>> START Provided entries

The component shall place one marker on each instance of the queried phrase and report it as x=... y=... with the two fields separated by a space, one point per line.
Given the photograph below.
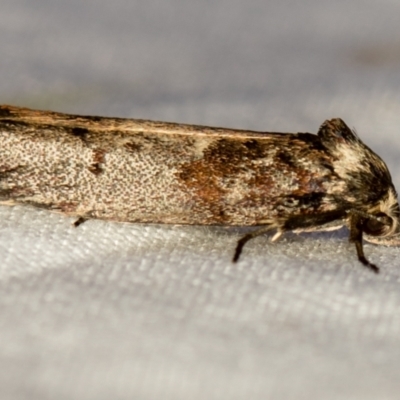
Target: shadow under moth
x=144 y=171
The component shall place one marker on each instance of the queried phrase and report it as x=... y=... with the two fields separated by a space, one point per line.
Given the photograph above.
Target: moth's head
x=384 y=225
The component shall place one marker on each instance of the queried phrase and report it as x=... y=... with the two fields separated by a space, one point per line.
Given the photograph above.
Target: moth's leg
x=79 y=221
x=246 y=238
x=356 y=222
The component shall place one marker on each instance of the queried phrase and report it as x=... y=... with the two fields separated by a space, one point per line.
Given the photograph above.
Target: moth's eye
x=379 y=226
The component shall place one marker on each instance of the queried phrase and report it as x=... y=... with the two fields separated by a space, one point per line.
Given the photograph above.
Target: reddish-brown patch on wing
x=210 y=177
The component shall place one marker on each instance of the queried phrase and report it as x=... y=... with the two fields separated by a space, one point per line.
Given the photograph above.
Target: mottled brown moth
x=156 y=172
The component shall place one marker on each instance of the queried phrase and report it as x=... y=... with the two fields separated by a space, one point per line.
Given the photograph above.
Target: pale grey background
x=114 y=311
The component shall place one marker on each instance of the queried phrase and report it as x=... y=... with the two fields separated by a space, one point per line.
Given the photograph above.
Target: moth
x=144 y=171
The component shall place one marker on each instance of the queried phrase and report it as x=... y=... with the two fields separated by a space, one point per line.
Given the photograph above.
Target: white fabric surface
x=119 y=311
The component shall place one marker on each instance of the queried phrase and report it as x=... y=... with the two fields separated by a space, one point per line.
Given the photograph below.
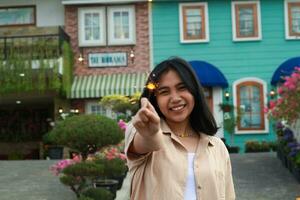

>> END Provided entries

Exercise goal >>
Count the lines in the rows above that contain the string "moth", with case significant, and return only that number.

The output >>
6